[START OF INFORMATION SHOWN]

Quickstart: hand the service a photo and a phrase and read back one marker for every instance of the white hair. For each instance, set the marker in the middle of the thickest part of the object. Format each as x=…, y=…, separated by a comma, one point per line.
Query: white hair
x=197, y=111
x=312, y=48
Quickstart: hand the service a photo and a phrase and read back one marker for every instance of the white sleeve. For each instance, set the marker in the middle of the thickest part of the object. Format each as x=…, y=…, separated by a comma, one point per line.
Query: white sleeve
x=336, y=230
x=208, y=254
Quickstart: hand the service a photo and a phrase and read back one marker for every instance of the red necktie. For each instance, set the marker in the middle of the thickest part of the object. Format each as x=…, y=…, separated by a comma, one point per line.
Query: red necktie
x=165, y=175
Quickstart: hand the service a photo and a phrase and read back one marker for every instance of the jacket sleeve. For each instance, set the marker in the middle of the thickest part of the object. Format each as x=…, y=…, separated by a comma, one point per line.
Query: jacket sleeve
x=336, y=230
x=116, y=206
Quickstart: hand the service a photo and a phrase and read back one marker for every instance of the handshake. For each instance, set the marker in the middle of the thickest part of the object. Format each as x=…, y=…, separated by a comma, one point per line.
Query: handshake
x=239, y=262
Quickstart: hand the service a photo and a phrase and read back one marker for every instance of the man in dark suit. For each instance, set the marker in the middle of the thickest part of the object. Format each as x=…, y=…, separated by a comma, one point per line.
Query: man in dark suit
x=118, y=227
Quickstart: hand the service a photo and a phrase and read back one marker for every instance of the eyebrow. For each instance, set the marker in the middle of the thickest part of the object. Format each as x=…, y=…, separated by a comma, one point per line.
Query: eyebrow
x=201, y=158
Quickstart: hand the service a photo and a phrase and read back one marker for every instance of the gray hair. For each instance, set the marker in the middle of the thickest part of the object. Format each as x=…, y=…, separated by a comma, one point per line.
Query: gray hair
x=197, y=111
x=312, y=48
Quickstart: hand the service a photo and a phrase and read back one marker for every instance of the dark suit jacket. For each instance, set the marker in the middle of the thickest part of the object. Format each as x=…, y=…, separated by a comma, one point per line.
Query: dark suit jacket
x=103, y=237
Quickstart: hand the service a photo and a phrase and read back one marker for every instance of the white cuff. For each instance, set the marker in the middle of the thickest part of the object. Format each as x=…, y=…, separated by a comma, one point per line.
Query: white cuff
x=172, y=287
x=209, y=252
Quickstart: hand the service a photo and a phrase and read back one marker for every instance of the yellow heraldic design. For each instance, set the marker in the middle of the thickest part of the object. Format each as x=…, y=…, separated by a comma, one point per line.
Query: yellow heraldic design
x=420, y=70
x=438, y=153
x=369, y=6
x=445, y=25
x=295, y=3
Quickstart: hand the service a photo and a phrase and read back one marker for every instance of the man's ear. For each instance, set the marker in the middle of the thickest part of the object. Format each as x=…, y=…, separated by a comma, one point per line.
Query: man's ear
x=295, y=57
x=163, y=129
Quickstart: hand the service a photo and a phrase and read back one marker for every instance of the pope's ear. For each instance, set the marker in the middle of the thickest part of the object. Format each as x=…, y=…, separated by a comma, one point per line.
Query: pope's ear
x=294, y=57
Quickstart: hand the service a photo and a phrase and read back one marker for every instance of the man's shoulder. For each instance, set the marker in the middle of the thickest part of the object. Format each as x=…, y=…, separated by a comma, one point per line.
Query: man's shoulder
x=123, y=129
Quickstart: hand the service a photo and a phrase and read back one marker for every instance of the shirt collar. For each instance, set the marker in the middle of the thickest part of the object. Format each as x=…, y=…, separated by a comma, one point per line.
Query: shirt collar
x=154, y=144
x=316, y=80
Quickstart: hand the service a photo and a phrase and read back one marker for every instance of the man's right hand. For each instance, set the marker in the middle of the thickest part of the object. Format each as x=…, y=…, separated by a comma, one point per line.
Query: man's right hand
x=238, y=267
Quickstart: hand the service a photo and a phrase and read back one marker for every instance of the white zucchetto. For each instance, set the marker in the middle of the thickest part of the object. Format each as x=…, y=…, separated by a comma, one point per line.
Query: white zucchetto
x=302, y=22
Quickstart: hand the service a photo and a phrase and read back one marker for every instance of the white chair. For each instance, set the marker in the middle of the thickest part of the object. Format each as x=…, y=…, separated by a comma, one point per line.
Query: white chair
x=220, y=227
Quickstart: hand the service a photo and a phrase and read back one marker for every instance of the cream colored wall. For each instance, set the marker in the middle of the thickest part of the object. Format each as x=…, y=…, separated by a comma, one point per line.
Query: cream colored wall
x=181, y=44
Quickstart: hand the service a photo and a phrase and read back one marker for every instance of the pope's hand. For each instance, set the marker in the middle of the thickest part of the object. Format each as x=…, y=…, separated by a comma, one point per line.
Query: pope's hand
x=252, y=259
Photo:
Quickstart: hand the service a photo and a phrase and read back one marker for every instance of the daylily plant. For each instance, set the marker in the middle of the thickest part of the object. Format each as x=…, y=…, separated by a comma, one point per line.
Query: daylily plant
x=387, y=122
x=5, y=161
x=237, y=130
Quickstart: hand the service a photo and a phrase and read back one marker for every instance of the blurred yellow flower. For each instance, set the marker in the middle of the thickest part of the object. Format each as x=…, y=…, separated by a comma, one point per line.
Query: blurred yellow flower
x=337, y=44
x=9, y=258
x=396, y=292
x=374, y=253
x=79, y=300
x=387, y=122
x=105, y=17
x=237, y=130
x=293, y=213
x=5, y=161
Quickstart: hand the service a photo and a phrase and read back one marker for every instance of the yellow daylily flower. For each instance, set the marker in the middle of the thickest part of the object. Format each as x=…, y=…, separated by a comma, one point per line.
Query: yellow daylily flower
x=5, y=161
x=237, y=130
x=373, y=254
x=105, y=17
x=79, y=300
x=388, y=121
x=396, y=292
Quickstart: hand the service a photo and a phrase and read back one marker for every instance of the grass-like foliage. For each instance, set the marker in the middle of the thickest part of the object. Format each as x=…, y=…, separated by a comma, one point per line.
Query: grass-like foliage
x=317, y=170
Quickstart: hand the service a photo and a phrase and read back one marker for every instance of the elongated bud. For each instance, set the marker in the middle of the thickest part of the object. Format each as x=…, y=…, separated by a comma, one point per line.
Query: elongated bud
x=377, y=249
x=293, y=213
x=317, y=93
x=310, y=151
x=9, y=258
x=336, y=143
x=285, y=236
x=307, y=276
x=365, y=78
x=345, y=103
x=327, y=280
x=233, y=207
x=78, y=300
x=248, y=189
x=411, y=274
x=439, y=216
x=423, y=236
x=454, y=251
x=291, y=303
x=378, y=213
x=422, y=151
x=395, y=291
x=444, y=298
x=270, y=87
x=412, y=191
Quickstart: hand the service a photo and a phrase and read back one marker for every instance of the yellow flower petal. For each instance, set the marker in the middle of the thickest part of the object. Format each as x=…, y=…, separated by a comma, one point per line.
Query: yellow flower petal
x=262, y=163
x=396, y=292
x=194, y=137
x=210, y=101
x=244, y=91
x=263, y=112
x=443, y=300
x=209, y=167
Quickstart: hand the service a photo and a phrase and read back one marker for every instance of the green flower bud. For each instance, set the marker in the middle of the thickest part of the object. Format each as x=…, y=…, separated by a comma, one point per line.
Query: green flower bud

[END OF INFORMATION SHOWN]
[START OF INFORMATION SHOWN]

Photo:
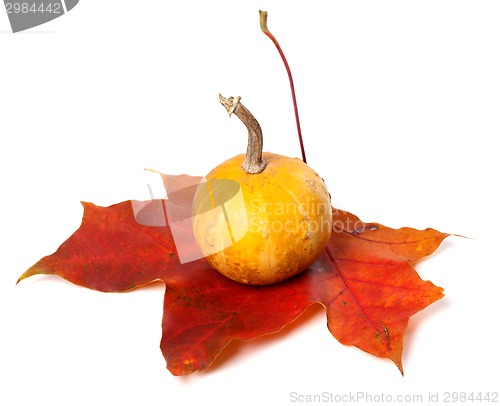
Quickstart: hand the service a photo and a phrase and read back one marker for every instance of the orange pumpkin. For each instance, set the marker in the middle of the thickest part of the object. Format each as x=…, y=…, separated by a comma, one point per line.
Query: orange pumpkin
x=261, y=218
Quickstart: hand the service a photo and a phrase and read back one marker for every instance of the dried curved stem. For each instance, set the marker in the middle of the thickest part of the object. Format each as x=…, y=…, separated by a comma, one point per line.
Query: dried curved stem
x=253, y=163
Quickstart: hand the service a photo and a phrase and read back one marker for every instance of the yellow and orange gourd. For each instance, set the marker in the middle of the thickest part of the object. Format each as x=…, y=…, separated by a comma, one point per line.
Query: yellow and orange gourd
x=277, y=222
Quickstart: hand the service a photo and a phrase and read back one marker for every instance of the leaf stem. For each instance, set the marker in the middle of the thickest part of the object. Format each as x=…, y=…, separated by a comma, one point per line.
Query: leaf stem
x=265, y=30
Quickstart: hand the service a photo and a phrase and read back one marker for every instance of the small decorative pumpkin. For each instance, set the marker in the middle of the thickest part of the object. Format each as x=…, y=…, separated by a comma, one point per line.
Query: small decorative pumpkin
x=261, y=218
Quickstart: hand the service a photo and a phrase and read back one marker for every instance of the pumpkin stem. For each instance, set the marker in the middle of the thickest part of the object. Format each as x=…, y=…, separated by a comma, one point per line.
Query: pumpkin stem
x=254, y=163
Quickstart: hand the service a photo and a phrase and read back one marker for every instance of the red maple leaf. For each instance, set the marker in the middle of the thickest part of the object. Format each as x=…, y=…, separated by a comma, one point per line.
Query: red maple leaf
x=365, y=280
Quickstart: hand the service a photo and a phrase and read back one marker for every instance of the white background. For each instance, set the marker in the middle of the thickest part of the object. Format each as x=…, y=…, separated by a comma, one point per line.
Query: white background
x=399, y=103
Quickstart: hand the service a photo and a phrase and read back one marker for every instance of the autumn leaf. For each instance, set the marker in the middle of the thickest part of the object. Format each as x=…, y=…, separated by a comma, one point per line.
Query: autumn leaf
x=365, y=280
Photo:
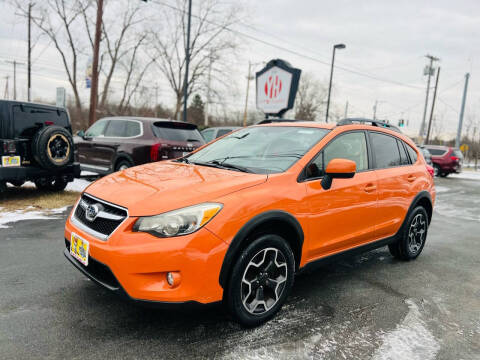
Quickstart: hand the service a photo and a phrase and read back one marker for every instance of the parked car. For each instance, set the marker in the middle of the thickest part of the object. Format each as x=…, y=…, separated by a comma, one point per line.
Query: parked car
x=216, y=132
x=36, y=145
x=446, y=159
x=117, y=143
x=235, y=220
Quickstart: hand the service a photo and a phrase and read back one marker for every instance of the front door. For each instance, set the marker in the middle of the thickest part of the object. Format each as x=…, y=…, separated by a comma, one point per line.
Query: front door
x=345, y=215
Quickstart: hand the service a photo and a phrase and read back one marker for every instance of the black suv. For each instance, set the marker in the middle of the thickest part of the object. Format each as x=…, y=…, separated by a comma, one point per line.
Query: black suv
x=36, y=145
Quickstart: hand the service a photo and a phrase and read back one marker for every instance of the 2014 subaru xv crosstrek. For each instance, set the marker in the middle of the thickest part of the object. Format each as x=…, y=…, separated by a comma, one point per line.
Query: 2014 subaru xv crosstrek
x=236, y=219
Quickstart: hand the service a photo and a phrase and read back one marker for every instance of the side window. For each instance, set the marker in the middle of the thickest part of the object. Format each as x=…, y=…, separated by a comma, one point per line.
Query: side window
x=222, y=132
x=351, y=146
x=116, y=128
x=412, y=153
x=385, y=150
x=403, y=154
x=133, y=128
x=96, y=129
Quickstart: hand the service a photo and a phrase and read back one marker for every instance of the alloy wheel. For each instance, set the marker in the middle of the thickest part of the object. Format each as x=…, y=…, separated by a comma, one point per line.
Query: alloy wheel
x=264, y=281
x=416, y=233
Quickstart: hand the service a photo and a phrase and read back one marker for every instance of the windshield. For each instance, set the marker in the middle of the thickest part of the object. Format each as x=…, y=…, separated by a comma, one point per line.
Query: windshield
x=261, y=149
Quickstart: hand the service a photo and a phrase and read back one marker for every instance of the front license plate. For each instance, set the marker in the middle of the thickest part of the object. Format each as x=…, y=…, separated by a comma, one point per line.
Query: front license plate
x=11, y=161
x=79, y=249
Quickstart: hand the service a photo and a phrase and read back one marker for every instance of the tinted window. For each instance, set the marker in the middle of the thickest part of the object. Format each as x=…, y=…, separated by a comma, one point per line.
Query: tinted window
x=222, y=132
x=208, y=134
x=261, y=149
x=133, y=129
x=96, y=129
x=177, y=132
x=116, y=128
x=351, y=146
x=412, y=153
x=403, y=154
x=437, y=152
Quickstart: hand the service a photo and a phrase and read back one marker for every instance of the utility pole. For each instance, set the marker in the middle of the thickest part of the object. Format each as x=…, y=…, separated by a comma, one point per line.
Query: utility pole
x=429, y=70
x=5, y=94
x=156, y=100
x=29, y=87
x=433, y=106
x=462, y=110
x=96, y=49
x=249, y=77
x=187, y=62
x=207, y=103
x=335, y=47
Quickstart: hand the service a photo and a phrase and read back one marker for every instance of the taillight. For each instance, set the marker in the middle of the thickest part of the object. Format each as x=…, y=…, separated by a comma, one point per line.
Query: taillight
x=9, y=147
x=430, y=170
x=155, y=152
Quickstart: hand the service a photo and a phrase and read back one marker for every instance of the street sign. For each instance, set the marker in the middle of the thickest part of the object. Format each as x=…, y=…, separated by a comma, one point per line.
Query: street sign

[END OF INFORMATION SHOWN]
[START OF INFORMATION SHOWN]

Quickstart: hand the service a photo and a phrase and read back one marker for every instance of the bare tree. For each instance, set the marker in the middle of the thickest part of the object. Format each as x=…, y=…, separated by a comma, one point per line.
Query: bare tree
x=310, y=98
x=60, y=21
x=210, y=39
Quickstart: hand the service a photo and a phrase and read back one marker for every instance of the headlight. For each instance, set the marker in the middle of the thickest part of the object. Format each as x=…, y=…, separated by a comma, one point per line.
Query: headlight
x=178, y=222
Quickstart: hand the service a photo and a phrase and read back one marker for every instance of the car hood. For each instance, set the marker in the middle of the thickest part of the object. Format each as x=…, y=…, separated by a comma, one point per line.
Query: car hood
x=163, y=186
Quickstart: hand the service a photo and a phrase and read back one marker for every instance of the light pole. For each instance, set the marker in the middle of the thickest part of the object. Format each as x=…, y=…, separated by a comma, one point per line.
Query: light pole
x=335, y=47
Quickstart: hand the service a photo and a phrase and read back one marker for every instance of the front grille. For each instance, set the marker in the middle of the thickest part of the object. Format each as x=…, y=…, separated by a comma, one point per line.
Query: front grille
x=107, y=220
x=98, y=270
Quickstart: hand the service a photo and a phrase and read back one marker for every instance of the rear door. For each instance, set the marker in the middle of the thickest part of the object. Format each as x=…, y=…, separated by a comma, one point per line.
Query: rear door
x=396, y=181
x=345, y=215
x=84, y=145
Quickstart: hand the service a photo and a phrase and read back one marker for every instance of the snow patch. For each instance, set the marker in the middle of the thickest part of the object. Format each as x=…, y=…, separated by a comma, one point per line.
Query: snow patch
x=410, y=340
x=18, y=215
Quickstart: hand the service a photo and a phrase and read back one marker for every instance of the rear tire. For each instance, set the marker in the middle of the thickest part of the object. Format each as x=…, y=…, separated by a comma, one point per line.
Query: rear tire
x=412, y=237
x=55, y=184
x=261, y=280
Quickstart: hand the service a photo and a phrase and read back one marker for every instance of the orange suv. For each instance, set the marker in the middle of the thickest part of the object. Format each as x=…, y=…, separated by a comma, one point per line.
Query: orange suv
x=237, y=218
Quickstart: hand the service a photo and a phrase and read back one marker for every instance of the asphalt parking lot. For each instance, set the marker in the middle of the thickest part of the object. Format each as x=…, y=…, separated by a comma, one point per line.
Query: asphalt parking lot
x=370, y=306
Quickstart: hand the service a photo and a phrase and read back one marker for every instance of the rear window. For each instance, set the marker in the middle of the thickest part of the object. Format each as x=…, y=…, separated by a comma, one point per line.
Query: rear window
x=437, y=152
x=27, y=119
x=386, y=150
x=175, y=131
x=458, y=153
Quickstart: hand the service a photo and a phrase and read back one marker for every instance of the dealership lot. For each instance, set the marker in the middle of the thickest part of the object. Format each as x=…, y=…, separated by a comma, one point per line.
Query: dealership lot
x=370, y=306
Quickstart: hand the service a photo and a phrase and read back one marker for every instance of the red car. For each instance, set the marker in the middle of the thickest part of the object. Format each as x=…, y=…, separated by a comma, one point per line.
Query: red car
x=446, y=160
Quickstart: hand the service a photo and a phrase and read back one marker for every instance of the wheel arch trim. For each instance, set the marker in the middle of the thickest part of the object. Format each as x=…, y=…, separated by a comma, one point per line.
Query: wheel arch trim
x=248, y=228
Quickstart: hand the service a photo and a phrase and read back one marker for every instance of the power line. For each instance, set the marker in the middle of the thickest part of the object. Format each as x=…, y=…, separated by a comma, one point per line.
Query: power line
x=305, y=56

[END OF INFORMATION SHOWN]

## EXERCISE DESCRIPTION
Locate each line in the material above that contains the string "snow" and copy it out. Uppercase and lowercase must match.

## SOLUTION FOR THIS PROBLEM
Quickstart: hand the service a photo and a phrase and read back one marker for every instance of the snow patch. For each instance, set the marker in the middle of the thickest part of the object. Format each as x=…, y=…, separated by a comma, one point per line.
Query: snow patch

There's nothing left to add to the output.